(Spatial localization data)
┄┄┄┄┄┄
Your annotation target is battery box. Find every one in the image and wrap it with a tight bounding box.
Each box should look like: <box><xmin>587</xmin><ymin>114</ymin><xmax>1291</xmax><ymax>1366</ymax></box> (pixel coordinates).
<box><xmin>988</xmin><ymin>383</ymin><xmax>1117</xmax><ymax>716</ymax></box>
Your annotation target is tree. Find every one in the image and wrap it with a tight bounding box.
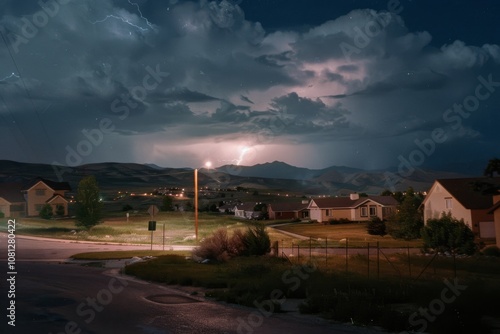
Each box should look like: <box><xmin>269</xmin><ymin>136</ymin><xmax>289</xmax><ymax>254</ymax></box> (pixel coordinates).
<box><xmin>39</xmin><ymin>204</ymin><xmax>53</xmax><ymax>220</ymax></box>
<box><xmin>380</xmin><ymin>189</ymin><xmax>393</xmax><ymax>197</ymax></box>
<box><xmin>484</xmin><ymin>158</ymin><xmax>500</xmax><ymax>177</ymax></box>
<box><xmin>75</xmin><ymin>176</ymin><xmax>103</xmax><ymax>230</ymax></box>
<box><xmin>161</xmin><ymin>196</ymin><xmax>174</xmax><ymax>211</ymax></box>
<box><xmin>386</xmin><ymin>187</ymin><xmax>423</xmax><ymax>240</ymax></box>
<box><xmin>421</xmin><ymin>212</ymin><xmax>477</xmax><ymax>255</ymax></box>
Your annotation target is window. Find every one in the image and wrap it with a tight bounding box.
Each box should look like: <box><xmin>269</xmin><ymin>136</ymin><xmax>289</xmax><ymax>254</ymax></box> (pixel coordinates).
<box><xmin>35</xmin><ymin>204</ymin><xmax>44</xmax><ymax>212</ymax></box>
<box><xmin>445</xmin><ymin>198</ymin><xmax>452</xmax><ymax>209</ymax></box>
<box><xmin>360</xmin><ymin>206</ymin><xmax>368</xmax><ymax>217</ymax></box>
<box><xmin>35</xmin><ymin>189</ymin><xmax>46</xmax><ymax>196</ymax></box>
<box><xmin>369</xmin><ymin>206</ymin><xmax>377</xmax><ymax>216</ymax></box>
<box><xmin>325</xmin><ymin>209</ymin><xmax>330</xmax><ymax>216</ymax></box>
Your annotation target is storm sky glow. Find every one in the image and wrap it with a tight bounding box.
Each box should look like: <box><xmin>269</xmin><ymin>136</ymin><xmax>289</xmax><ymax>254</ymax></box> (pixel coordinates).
<box><xmin>0</xmin><ymin>0</ymin><xmax>498</xmax><ymax>172</ymax></box>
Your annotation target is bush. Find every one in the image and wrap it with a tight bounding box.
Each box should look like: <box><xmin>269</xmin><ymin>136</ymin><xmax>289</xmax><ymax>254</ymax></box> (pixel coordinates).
<box><xmin>421</xmin><ymin>212</ymin><xmax>477</xmax><ymax>255</ymax></box>
<box><xmin>242</xmin><ymin>224</ymin><xmax>271</xmax><ymax>256</ymax></box>
<box><xmin>193</xmin><ymin>225</ymin><xmax>271</xmax><ymax>262</ymax></box>
<box><xmin>367</xmin><ymin>217</ymin><xmax>386</xmax><ymax>236</ymax></box>
<box><xmin>39</xmin><ymin>204</ymin><xmax>53</xmax><ymax>220</ymax></box>
<box><xmin>55</xmin><ymin>204</ymin><xmax>65</xmax><ymax>217</ymax></box>
<box><xmin>482</xmin><ymin>246</ymin><xmax>500</xmax><ymax>257</ymax></box>
<box><xmin>193</xmin><ymin>228</ymin><xmax>231</xmax><ymax>262</ymax></box>
<box><xmin>0</xmin><ymin>211</ymin><xmax>4</xmax><ymax>218</ymax></box>
<box><xmin>329</xmin><ymin>218</ymin><xmax>351</xmax><ymax>225</ymax></box>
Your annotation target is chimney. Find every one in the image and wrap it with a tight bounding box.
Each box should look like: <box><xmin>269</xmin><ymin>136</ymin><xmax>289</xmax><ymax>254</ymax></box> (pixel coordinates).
<box><xmin>350</xmin><ymin>193</ymin><xmax>359</xmax><ymax>200</ymax></box>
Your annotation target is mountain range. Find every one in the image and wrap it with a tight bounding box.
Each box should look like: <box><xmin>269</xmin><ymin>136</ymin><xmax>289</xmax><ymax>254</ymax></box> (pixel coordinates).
┄┄┄┄┄┄
Line by line, retype the records above exactly, minus the images.

■ TASK OUTPUT:
Your annotation target is battery box. Find every one in the image and wrap it with a tight bounding box.
Each box should look like: <box><xmin>587</xmin><ymin>114</ymin><xmax>1291</xmax><ymax>1366</ymax></box> (pixel coordinates).
<box><xmin>988</xmin><ymin>383</ymin><xmax>1117</xmax><ymax>716</ymax></box>
Your annotation target is tree. Find every one in the image and wrap it with a tight bounding box.
Each box should look like: <box><xmin>269</xmin><ymin>136</ymin><xmax>289</xmax><ymax>254</ymax></box> (pixel coordinates).
<box><xmin>39</xmin><ymin>204</ymin><xmax>53</xmax><ymax>220</ymax></box>
<box><xmin>380</xmin><ymin>189</ymin><xmax>393</xmax><ymax>197</ymax></box>
<box><xmin>484</xmin><ymin>158</ymin><xmax>500</xmax><ymax>177</ymax></box>
<box><xmin>75</xmin><ymin>176</ymin><xmax>103</xmax><ymax>230</ymax></box>
<box><xmin>161</xmin><ymin>196</ymin><xmax>174</xmax><ymax>211</ymax></box>
<box><xmin>386</xmin><ymin>187</ymin><xmax>423</xmax><ymax>240</ymax></box>
<box><xmin>421</xmin><ymin>212</ymin><xmax>477</xmax><ymax>255</ymax></box>
Your annotation target is window. Find every one in the image and wrap it with a tight bounding box.
Each box should look like: <box><xmin>269</xmin><ymin>136</ymin><xmax>289</xmax><ymax>254</ymax></box> (pixel coordinates).
<box><xmin>35</xmin><ymin>204</ymin><xmax>44</xmax><ymax>212</ymax></box>
<box><xmin>445</xmin><ymin>198</ymin><xmax>452</xmax><ymax>209</ymax></box>
<box><xmin>360</xmin><ymin>206</ymin><xmax>368</xmax><ymax>217</ymax></box>
<box><xmin>35</xmin><ymin>189</ymin><xmax>46</xmax><ymax>196</ymax></box>
<box><xmin>369</xmin><ymin>206</ymin><xmax>377</xmax><ymax>216</ymax></box>
<box><xmin>325</xmin><ymin>209</ymin><xmax>330</xmax><ymax>216</ymax></box>
Your annotation target is storm sky glow. Find every one in the image and wrap it with a tight bounding box.
Each box should look like: <box><xmin>269</xmin><ymin>136</ymin><xmax>289</xmax><ymax>254</ymax></box> (pixel coordinates).
<box><xmin>0</xmin><ymin>0</ymin><xmax>498</xmax><ymax>172</ymax></box>
Your annotation target is bush. Find every one in the image and wrap it with a tight bounding box.
Each box should look like: <box><xmin>269</xmin><ymin>136</ymin><xmax>289</xmax><ymax>254</ymax></box> (pixel coordinates).
<box><xmin>421</xmin><ymin>212</ymin><xmax>477</xmax><ymax>255</ymax></box>
<box><xmin>242</xmin><ymin>224</ymin><xmax>271</xmax><ymax>256</ymax></box>
<box><xmin>193</xmin><ymin>225</ymin><xmax>271</xmax><ymax>262</ymax></box>
<box><xmin>367</xmin><ymin>217</ymin><xmax>386</xmax><ymax>236</ymax></box>
<box><xmin>39</xmin><ymin>204</ymin><xmax>53</xmax><ymax>220</ymax></box>
<box><xmin>55</xmin><ymin>204</ymin><xmax>65</xmax><ymax>217</ymax></box>
<box><xmin>482</xmin><ymin>246</ymin><xmax>500</xmax><ymax>257</ymax></box>
<box><xmin>193</xmin><ymin>228</ymin><xmax>231</xmax><ymax>262</ymax></box>
<box><xmin>0</xmin><ymin>211</ymin><xmax>4</xmax><ymax>218</ymax></box>
<box><xmin>329</xmin><ymin>218</ymin><xmax>351</xmax><ymax>225</ymax></box>
Your annotation target is chimney. Find every one in the image and wrap it with a tight bounding box.
Each box should look like: <box><xmin>269</xmin><ymin>136</ymin><xmax>289</xmax><ymax>254</ymax></box> (pixel coordinates).
<box><xmin>350</xmin><ymin>193</ymin><xmax>359</xmax><ymax>200</ymax></box>
Your annotation target is mountain range. Find every one in the image and wrap it with a tight bounding box.
Each box should look like: <box><xmin>269</xmin><ymin>136</ymin><xmax>289</xmax><ymax>254</ymax></box> (pixel coordinates).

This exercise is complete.